| WRITTEN EXERCISE 1 |
Translate the sentence "The first era of internet regulation was about classification." from the career account of internet regulation below into French.
| WRITTEN EXERCISE 2 |
Extend the career account of internet regulation below, beginning right after its final sentence.

| DOCUMENT |
--- start ---

About
I've spent my career at the point where technology meets policy, building companies, advising platforms, and working with governments to figure out the rules. This is the longer version.
The internet wasn't built outside of society. Its evolution has been shaped by companies, governments, courts, and the people caught between them.
I've spent my career inside that process, working between technology companies, regulators, and the societies they operate within. This is the story of how the consumer internet came to be regulated, told through the work I've done along the way.
In the early 2000s, the European Parliament was writing rules for an internet in its infancy. Google had just IPO'd. Facebook was still a dorm project. The question in Brussels wasn't how to regulate technology, but whether it needed regulating at all.
I was still at university, and already working for a small consultancy called Policy Action, monitoring parliamentary committees and trying to explain to companies like Amazon and Microsoft why directives on e-commerce and audiovisual media might one day matter to them. Much of it felt abstract at the time. It doesn't now.
The first era of internet regulation was about classification. What was a platform? What was a publisher? What was a marketplace? The answers determined who was caught by which rules.
I spent those years at the centre of that question, as the web moved from static pages into something fully interactive. First as Director of EDiMA, the European trade body representing Google, Apple, Amazon, Microsoft, and Yahoo. I drafted and drove amendments to the Audiovisual Media Services Directive that ensured streaming platforms were not treated as broadcasters. Later at Google, as the company's first EU policy hire, I helped build the frameworks governing social networking, search, and video across Europe.
At the time, the industry argued that it could regulate itself, and I helped promote that approach. I negotiated the European Safer Social Networking Principles with Commissioner Viviane Reding and made the case that voluntary commitments could work. Some of them did. Many did not. Not because the intent was missing, but because the incentives driving growth were not aligned with resolving the hardest issues at their root. Privacy, child safety, harmful content: the risks were raised early, but they were largely seen as conceptual, outweighed by the promise of the internet economy.
At Google, I had genuine conviction in what the company was building. But over time, I began to see gaps between the mission as it was articulated and some of the decisions being made in practice. For example, I was having to defend and then negotiate a resolution to Google Streetview cars illegally sniffing un-secured WiFi networks. That experience taught me something important: even companies with real ambition and talented people can lose sight of how their choices land in the world outside.
I left Google and joined Meta, this time with clearer eyes about how large platforms actually operate. Inside the company, the culture was energetic and optimistic; there was a genuine belief in the value of what was being built. But externally, the narrative was shifting. The gap between that internal conviction and how platforms were perceived by the public and by policymakers was widening, and that disconnect was itself becoming a force that shaped regulation.

--- end ---

| DATASET EXCERPTS |
--- start ---

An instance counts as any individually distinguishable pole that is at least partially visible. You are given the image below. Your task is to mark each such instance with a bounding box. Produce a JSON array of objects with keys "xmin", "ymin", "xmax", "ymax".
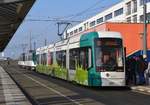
[
  {"xmin": 143, "ymin": 0, "xmax": 147, "ymax": 59},
  {"xmin": 29, "ymin": 32, "xmax": 32, "ymax": 51}
]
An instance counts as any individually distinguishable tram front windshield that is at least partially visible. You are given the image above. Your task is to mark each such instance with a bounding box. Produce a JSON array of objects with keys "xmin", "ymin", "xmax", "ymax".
[{"xmin": 95, "ymin": 38, "xmax": 123, "ymax": 72}]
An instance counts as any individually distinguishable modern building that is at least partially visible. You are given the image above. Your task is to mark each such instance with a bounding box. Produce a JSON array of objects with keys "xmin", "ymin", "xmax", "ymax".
[{"xmin": 64, "ymin": 0, "xmax": 150, "ymax": 59}]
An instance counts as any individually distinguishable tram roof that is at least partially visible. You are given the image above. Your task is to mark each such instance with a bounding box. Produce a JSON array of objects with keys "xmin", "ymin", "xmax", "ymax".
[{"xmin": 0, "ymin": 0, "xmax": 36, "ymax": 52}]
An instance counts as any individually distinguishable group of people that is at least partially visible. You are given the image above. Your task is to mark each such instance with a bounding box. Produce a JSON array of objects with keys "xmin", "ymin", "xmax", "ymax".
[{"xmin": 126, "ymin": 55, "xmax": 150, "ymax": 85}]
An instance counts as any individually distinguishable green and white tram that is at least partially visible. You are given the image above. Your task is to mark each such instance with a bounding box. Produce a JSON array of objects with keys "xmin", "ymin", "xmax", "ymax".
[{"xmin": 36, "ymin": 31, "xmax": 125, "ymax": 86}]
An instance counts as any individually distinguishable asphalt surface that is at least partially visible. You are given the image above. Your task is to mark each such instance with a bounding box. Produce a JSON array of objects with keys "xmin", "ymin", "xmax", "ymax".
[{"xmin": 2, "ymin": 61, "xmax": 150, "ymax": 105}]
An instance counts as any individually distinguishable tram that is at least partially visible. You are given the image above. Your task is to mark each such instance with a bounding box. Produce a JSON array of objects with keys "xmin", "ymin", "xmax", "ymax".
[
  {"xmin": 36, "ymin": 31, "xmax": 125, "ymax": 87},
  {"xmin": 18, "ymin": 50, "xmax": 36, "ymax": 70}
]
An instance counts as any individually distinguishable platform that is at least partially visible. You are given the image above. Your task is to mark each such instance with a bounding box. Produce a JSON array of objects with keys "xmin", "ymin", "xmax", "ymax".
[{"xmin": 0, "ymin": 66, "xmax": 31, "ymax": 105}]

--- end ---

| EXERCISE OUTPUT 1 |
La première ère de la régulation d'Internet portait sur la classification.

| EXERCISE OUTPUT 2 |
I spent three years working across child safety, privacy, competition, and content regulation across EMEA. What struck me most during those years was that much of this felt like unchartered territory with neither side, industry nor policymakers, fully understanding the system they were part of. Technology companies understood their products but not always the political and cultural forces shaping them. The policy world understood the politics but not the commercial logic driving the platforms. The conversation became lost in translation, even as the stakes grew.
That gap wasn't just an observation. It was a market opportunity.
At both Google and Meta, I had worked alongside consultants and policy advisors, many of them talented and well-connected. But the best of them tended to come from a policy tradition. They understood how Brussels or Washington worked, but they weren't always equipped to connect that to the business imperatives driving product decisions. I kept seeing the same disconnect from both sides of the table: the advice companies were getting on regulation didn't speak the language of the boardroom, and the strategies coming from the boardroom didn't account for where regulation was heading.
On the second of January 2013, driving back from Cornwall with my fiancée, I decided I either had to do something about it or stop talking about it. A month later, I was in a room with a group of games companies who needed help with a misguided gambling regulation issue. I sketched out an approach on a whiteboard that combined the policy problem with the business reality, and I had my first clients before I'd formally launched. That was the start of Delany & Co.
Over eleven years, I built it into an international advisory practice working with companies across games, social media, the sharing economy, dating, enterprise, and entertainment. Clients included Uber, Airbnb, Roblox, Supercell, Rovio, Zynga. I founded industry bodies, chaired a European forum on the collaborative economy, and testified before regulators in the US, UK, EU, and Australia.
The model was deliberately built to scale. I kept a tight core team with deep sector expertise and brought in local policy specialists on a campaign basis in different jurisdictions. One piece of regulatory intelligence could serve multiple clients across multiple markets. It meant a lean operation could punch well above its weight.
Around 2018, I narrowed the focus to interactive entertainment, primarily games. The regulations being written to target social media were going to catch thousands of other companies who weren't prepared for them. That was a huge, underserved market, and it was where the most interesting regulatory questions were emerging.
Across all of that work, the same question kept coming up: how is this company shaping the world it operates in, and how is that world shaping the company in return?
The current phase of the internet is defined by accountability. The Digital Services Act, the Online Safety Act, age-appropriate design codes, and emerging AI governance frameworks are moving from discussion into implementation. Public trust in technology platforms remains low. This is not a reset, it is the continuation of the same dynamic, now playing out through regulation and infrastructure instead of voluntary commitments.
The hardest problems have always been about implementation. It was never enough to agree that platforms should verify age, protect children, or comply across jurisdictions. The question was whether those commitments could be turned into systems that actually worked at scale. My own clients kept asking the same thing: we understand the regulatory implications, but what do we actually tell our developers? How do we implement this in the product?
That question is what brought me to k-ID.
In late 2023, several of my own advisory clients introduced me to a company building the infrastructure layer for child safety compliance, with APIs that let platforms implement age assurance and regulatory requirements directly into their products, across jurisdictions. I sold Delany & Co, joined k-ID as Chief Corporate Affairs Officer and VP EMEA, and helped bring the company out of stealth at GDC in March 2024. Later that year, k-ID raised $45 million in a Series A led by Andreessen Horowitz and Lightspeed, and was named a World Economic Forum Technology Pioneer.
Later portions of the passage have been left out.